* TASKS *
A) Copy the passage about the goldsmith Reinhold Vasters word for word, everything from "Meet Reinhold Vasters" down to "around the world.".
B) Pick up the piece about the antiques forger Reinhold Vasters where it stops and keep writing it.

We often hear stories in the news about forgers of paintings, drawings, and prints. But what about antiques?

Meet Reinhold Vasters (1827-1909), a German goldsmith who forged an array of decorative arts and got away with it during his lifetime. 

From the time of their creations in the mid to late 19th century until well into the 20th century, Vasters’ pieces were believed to be authentic period examples, mainly from the Renaissance period. He also copied Medieval and Gothic objects as well. His creations included luxury objects like jewelry pendants, ornate cups, cabinets, candlesticks as well as religious items such as crucifixes and reliquaries. Over the years, these dubious pieces were acquired by unsuspecting museums around the world.

* INFORMATION SUPPLIED *
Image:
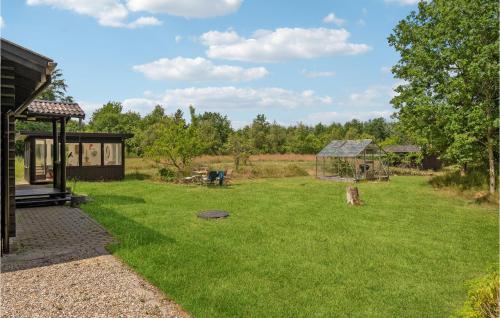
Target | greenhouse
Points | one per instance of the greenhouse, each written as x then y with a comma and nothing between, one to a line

* RESULTS OF THE TASKS *
A)
Meet Reinhold Vasters (1827-1909), a German goldsmith who forged an array of decorative arts and got away with it during his lifetime. 

From the time of their creations in the mid to late 19th century until well into the 20th century, Vasters’ pieces were believed to be authentic period examples, mainly from the Renaissance period. He also copied Medieval and Gothic objects as well. His creations included luxury objects like jewelry pendants, ornate cups, cabinets, candlesticks as well as religious items such as crucifixes and reliquaries. Over the years, these dubious pieces were acquired by unsuspecting museums around the world.

B)
Vasters already had a legitimate side of his career before we believe he started making forgeries. He was best known for making liturgical silver in Germany. For a time, he was even the restorer for the Aachen Cathedral Treasury, where he had the opportunity to have a lot of hands-on training with real antique pieces. He became intimately versed in both the style and construction of early European works that he would later replicate. Vasters was a talented craftsman who refined his skills in filigree, enameling, and embossing – all handy when recreating such historic styles.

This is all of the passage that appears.